■ **INSTRUCTIONS TO FOLLOW**
The records below are to be copied exactly, with their pictures left out.

(Saved data entries)
*** Block opens ***
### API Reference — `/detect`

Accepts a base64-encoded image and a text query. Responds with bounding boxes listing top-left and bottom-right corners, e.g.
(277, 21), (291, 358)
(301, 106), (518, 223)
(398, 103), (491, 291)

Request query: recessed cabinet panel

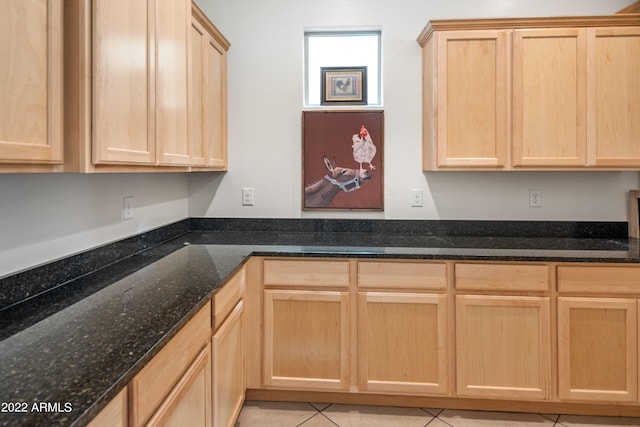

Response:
(557, 265), (640, 295)
(92, 0), (154, 164)
(129, 301), (211, 427)
(557, 297), (637, 402)
(263, 259), (350, 288)
(213, 301), (245, 427)
(588, 27), (640, 167)
(512, 29), (587, 167)
(264, 290), (350, 390)
(358, 261), (447, 290)
(146, 346), (212, 427)
(190, 4), (229, 170)
(358, 292), (449, 394)
(426, 31), (508, 169)
(455, 263), (549, 292)
(0, 0), (63, 166)
(204, 36), (227, 168)
(456, 295), (551, 400)
(156, 0), (190, 166)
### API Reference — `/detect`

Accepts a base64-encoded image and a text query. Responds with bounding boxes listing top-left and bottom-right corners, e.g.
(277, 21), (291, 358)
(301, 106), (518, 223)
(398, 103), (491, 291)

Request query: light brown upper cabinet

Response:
(587, 27), (640, 167)
(0, 0), (64, 172)
(64, 0), (229, 172)
(190, 4), (230, 170)
(421, 30), (509, 169)
(418, 15), (640, 171)
(512, 28), (587, 167)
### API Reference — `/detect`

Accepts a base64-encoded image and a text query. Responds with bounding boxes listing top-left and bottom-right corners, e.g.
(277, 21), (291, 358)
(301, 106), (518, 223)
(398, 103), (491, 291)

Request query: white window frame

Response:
(304, 30), (382, 107)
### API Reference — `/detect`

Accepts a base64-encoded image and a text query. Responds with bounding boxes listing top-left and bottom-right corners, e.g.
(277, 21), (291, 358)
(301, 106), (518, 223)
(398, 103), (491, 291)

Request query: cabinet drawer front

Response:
(558, 265), (640, 294)
(358, 261), (447, 290)
(130, 301), (211, 427)
(263, 259), (350, 288)
(213, 268), (245, 330)
(455, 263), (549, 292)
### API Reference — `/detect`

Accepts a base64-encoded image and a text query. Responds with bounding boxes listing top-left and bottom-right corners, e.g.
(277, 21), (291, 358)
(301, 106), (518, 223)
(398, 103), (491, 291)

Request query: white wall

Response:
(0, 173), (189, 277)
(190, 0), (640, 220)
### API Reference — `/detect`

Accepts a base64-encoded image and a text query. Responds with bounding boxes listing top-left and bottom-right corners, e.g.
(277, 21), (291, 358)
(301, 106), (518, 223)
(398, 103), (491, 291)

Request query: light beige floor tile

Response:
(299, 413), (338, 426)
(437, 409), (555, 427)
(428, 417), (454, 427)
(235, 401), (317, 427)
(321, 404), (433, 427)
(557, 414), (640, 427)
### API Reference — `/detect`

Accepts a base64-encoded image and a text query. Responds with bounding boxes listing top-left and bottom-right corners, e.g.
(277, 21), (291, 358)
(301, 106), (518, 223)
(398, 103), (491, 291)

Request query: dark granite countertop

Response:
(1, 225), (639, 427)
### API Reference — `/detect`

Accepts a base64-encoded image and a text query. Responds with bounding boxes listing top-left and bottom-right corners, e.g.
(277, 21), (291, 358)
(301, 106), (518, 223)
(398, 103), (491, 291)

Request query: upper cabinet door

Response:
(155, 0), (191, 166)
(0, 0), (63, 166)
(512, 29), (587, 167)
(92, 0), (154, 165)
(189, 4), (229, 170)
(587, 27), (640, 167)
(428, 30), (509, 169)
(203, 35), (228, 169)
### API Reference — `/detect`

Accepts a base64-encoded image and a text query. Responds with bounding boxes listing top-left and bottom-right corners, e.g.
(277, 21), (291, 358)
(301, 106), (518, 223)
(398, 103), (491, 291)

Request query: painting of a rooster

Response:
(352, 124), (376, 173)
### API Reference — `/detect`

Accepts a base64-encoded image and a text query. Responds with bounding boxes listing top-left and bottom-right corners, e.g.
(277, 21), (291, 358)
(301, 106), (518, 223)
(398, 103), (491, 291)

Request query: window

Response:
(305, 31), (382, 106)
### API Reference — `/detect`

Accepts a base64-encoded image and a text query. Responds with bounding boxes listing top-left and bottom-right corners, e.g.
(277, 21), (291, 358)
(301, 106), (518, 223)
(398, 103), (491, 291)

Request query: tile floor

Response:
(235, 401), (640, 427)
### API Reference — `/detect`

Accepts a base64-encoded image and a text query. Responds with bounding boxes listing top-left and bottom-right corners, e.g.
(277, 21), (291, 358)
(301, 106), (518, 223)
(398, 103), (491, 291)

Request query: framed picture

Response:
(321, 66), (367, 105)
(302, 110), (383, 210)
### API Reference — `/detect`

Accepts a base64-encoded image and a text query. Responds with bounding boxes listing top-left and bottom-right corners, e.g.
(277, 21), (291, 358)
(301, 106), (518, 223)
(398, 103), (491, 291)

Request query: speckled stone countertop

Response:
(1, 221), (639, 427)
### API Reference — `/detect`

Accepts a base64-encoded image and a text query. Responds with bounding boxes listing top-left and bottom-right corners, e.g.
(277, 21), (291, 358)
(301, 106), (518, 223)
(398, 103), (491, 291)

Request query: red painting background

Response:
(303, 111), (383, 210)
*** Block closes ***
■ **SOLUTION TO THIS EXERCISE**
### API Reference — `/detect`

Accepts a base64-encoded image and a text query. Responds with bounding boxes listing top-left and bottom-right corners, e.g.
(277, 21), (291, 358)
(301, 106), (518, 223)
(398, 103), (491, 291)

Request query: recessed cabinet panel


Response:
(557, 265), (640, 295)
(92, 0), (154, 164)
(129, 301), (211, 427)
(557, 297), (637, 402)
(263, 259), (350, 288)
(213, 301), (245, 427)
(588, 27), (640, 167)
(512, 29), (587, 167)
(264, 290), (350, 390)
(358, 261), (447, 290)
(146, 346), (212, 427)
(190, 4), (229, 170)
(358, 292), (449, 394)
(426, 31), (508, 169)
(455, 263), (549, 292)
(0, 0), (63, 166)
(204, 36), (227, 168)
(456, 295), (551, 400)
(156, 0), (190, 166)
### API Reference — `/detect`

Accepts a base64-encoded image and a text query. Responds with bounding boxes listing top-left and bottom-right corners, e.g.
(277, 21), (291, 358)
(301, 106), (518, 223)
(398, 103), (491, 291)

Request query: light brown upper cabinet

Response:
(587, 27), (640, 167)
(0, 0), (64, 172)
(64, 0), (229, 172)
(190, 4), (230, 170)
(421, 30), (509, 169)
(418, 15), (640, 171)
(512, 28), (587, 167)
### API Reference — `/detect`

Accepts a base64-encoded image and a text query. Responds with bounding boxes listing top-left and bottom-right corners, e.g.
(277, 21), (291, 358)
(301, 106), (518, 223)
(398, 103), (491, 291)

Request query: white window frame

Response:
(304, 30), (382, 107)
### API Reference — `/detect`

Accepts a base64-encoded image and a text query. Responds with bounding boxes listing top-left and bottom-right corners, e.g.
(277, 21), (291, 358)
(301, 106), (518, 223)
(398, 103), (491, 291)

Request query: cabinet drawer front

Response:
(558, 265), (640, 294)
(358, 261), (447, 290)
(130, 301), (211, 427)
(263, 259), (350, 288)
(213, 268), (245, 330)
(455, 263), (549, 292)
### API Reference — `/detect`

Accepts a base64-encoded image and a text query. Responds with bounding boxes listing top-left and bottom-right corners, e.g.
(277, 21), (291, 358)
(301, 106), (518, 223)
(398, 103), (491, 291)

Request query: white wall

Response:
(0, 173), (189, 277)
(190, 0), (640, 220)
### API Reference — `/detect`

Accepts a base64-encoded image and a text query. Responds with bounding boxes listing top-left and bottom-right corners, e.g.
(277, 21), (291, 358)
(301, 106), (518, 223)
(398, 103), (491, 291)

Request query: light beige floor tile

Response:
(299, 413), (338, 426)
(437, 409), (555, 427)
(428, 417), (454, 427)
(235, 401), (317, 427)
(321, 404), (433, 427)
(557, 414), (640, 427)
### API Reference — `/detect`

Accepts a base64-encoded image and a text query. Responds with bounding boxes listing top-left and bottom-right corners, e.g.
(277, 21), (291, 358)
(301, 106), (518, 223)
(398, 103), (491, 291)

Request query: dark granite countertop

Response:
(1, 225), (639, 427)
### API Reference — `/detect`

Accepts a base64-encoded image and a text query. Responds with bounding boxes listing top-left and bottom-right corners, e.g.
(277, 21), (291, 358)
(301, 106), (518, 223)
(398, 103), (491, 291)

Request query: upper cabinet door

Response:
(155, 0), (191, 166)
(0, 0), (63, 166)
(512, 29), (587, 167)
(92, 0), (154, 165)
(189, 4), (229, 170)
(587, 27), (640, 167)
(428, 30), (509, 169)
(203, 35), (228, 169)
### API Reference — `/detect`

Accepts a base64-encoded image and a text query. Responds with bounding boxes listing top-left and bottom-right corners, e.g.
(277, 21), (291, 358)
(301, 106), (518, 223)
(398, 103), (491, 291)

Request query: painting of a rooster

Response:
(352, 124), (376, 173)
### API Reference — `/detect`

Accepts a base64-encoded image and a text query. Responds with bounding boxes listing top-left and bottom-right corners, e.g.
(277, 21), (291, 358)
(301, 106), (518, 223)
(398, 103), (491, 291)

Request query: window

Response:
(305, 31), (382, 106)
### API Reference — `/detect`

Accepts a base64-encoded image and a text query. Responds with bounding boxes listing top-left and bottom-right corners, e.g.
(277, 21), (291, 358)
(301, 106), (518, 223)
(398, 103), (491, 291)

Request query: tile floor

Response:
(235, 401), (640, 427)
### API Reference — `/detect`

Accepts a base64-encoded image and a text query. Responds with bounding boxes listing top-left and bottom-right corners, e.g.
(277, 21), (291, 358)
(301, 106), (518, 223)
(398, 103), (491, 291)

Request query: framed picture

Response:
(321, 66), (367, 105)
(302, 110), (383, 210)
### API Reference — `/detect`

Accepts a base64-encoded image and a text query. Responds with bounding boxes listing top-left and bottom-right corners, e.g.
(277, 21), (291, 358)
(301, 106), (518, 223)
(398, 103), (491, 291)

Request query: speckled stone countertop

Response:
(1, 221), (639, 427)
### API Reference — `/detect`

Accepts a base64-encoded image and a text query. Responds with bounding boxes listing top-left and bottom-right corners, e.g.
(277, 21), (291, 358)
(301, 106), (518, 223)
(398, 103), (491, 291)

Request query: red painting background

Response:
(303, 111), (383, 210)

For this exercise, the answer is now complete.